(Referring expression pointing data)
= = =

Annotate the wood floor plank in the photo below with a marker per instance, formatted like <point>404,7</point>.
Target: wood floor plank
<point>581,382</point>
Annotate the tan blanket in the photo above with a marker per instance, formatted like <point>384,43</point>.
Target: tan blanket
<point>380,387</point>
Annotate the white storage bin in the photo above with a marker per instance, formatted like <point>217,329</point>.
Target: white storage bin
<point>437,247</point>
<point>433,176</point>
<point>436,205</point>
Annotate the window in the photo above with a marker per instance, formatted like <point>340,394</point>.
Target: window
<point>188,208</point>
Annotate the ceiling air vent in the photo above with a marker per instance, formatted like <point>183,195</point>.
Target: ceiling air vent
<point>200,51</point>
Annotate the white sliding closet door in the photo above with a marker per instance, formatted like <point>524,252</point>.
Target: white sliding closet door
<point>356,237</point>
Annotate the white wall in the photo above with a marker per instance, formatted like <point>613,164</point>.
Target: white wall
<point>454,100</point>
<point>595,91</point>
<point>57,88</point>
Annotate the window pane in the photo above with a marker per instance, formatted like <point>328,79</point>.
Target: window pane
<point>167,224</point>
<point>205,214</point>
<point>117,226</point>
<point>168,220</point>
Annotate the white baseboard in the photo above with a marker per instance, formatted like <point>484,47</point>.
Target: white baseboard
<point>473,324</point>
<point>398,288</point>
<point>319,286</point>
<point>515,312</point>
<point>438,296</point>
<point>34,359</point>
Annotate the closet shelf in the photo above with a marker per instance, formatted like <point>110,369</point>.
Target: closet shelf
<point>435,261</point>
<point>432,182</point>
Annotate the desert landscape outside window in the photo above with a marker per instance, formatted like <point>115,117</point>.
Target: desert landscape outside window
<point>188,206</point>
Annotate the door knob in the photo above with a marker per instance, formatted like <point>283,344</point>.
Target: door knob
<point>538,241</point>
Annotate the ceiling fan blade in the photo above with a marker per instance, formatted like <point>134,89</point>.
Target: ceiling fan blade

= = =

In the lines above, find the word "blade" and copy every line it occurs in.

PROBLEM SOLUTION
Annotate the ceiling fan blade in the photo above with a marker per instance, formatted like <point>134,89</point>.
Target: ceiling fan blade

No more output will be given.